- [DATASET CONTENT]

>>

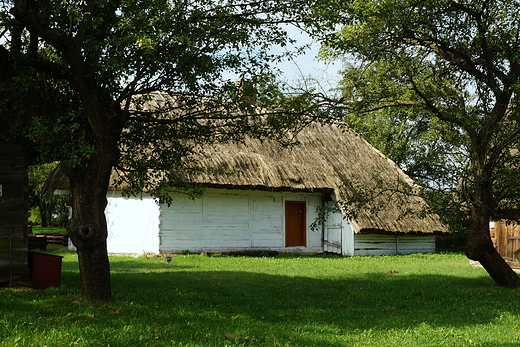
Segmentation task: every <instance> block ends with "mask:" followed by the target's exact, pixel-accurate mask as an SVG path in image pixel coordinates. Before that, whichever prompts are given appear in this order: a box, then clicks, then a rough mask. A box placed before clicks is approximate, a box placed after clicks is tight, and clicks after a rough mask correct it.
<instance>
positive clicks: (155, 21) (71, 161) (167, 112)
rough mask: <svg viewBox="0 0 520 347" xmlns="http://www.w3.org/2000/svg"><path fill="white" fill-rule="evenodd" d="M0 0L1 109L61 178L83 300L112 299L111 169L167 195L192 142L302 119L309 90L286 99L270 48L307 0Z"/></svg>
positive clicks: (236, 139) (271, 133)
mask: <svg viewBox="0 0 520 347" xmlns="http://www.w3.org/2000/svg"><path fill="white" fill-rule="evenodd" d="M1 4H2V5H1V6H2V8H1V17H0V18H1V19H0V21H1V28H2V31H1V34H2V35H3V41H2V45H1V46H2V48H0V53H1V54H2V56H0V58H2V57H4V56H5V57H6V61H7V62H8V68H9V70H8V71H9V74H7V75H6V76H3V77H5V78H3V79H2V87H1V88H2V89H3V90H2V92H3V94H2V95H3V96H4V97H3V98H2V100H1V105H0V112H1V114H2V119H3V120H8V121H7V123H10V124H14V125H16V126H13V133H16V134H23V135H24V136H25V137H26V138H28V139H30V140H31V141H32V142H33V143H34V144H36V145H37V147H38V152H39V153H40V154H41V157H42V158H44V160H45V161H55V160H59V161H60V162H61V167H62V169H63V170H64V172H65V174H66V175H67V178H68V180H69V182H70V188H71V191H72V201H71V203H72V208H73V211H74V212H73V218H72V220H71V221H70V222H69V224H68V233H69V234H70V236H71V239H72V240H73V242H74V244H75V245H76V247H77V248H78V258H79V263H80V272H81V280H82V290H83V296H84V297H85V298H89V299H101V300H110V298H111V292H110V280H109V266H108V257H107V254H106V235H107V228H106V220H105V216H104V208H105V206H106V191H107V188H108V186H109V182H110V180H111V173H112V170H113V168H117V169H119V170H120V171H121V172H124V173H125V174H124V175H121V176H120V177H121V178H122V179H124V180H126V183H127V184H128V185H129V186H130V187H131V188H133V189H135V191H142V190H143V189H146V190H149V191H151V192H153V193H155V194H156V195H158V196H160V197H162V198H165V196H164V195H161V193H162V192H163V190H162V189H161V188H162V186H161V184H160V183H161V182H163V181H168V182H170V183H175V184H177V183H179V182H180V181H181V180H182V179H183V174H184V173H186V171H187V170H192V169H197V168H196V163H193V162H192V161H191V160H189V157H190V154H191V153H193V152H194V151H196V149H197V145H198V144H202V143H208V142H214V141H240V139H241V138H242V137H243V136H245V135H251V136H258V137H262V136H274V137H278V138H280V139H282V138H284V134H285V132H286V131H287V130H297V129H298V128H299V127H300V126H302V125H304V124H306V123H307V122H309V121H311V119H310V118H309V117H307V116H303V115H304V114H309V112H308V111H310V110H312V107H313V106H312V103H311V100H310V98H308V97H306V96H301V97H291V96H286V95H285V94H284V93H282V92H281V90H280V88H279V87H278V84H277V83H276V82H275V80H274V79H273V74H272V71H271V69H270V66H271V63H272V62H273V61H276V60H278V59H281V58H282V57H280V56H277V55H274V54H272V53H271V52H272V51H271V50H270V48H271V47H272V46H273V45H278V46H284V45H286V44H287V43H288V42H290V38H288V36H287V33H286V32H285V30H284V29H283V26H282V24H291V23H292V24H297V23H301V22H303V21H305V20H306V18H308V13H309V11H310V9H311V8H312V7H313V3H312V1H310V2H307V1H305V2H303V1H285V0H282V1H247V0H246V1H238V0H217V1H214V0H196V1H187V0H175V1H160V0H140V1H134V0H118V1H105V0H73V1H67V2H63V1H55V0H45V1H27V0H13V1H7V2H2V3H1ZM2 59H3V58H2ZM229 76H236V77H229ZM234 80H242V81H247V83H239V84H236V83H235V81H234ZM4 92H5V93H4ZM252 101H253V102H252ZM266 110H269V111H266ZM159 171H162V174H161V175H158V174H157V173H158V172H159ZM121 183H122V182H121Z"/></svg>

<<
>>

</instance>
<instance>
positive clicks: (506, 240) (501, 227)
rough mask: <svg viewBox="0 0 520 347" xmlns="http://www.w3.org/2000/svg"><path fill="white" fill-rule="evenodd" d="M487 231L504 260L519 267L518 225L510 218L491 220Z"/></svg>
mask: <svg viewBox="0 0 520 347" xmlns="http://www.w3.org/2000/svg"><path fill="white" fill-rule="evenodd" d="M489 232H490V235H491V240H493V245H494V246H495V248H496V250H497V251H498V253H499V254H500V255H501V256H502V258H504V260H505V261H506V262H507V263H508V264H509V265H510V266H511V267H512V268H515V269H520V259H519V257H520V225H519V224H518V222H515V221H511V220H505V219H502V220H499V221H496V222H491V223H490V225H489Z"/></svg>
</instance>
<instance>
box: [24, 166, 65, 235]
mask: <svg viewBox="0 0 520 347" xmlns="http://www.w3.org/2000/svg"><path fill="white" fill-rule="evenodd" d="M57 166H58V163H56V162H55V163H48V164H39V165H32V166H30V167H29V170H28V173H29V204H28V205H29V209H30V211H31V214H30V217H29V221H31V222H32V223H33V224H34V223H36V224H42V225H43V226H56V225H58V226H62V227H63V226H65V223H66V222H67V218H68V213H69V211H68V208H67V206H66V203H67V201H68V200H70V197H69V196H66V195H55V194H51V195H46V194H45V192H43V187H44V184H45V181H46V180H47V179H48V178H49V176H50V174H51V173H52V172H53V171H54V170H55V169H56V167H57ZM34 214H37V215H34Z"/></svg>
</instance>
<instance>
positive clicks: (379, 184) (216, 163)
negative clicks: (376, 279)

<<

- [WHAT THE EXERCISE ASKS]
Can you echo back, unchanged, everything in the rows above from the line containing "Segmentation task: every" down to the line containing "positive clicks: (236, 139) (271, 133)", with both of those lines included?

- [TASK OUTPUT]
Segmentation task: every <instance> block ends with "mask:" followed by the target's exact, pixel-accurate mask as an SVG path in image pixel coordinates. Before that, whichever prompts are given appear in this order: a box, then clicks, then a rough mask. A box placed before clicks is approximate, a box placed after clicks is tight, and clicks after a rough mask correct it.
<instance>
positive clicks: (155, 21) (71, 161) (167, 112)
rough mask: <svg viewBox="0 0 520 347" xmlns="http://www.w3.org/2000/svg"><path fill="white" fill-rule="evenodd" d="M0 0L1 109L61 178L83 300L112 299L111 169L167 195L192 142L302 119L309 90L286 99L270 48L307 0Z"/></svg>
positive clicks: (236, 139) (271, 133)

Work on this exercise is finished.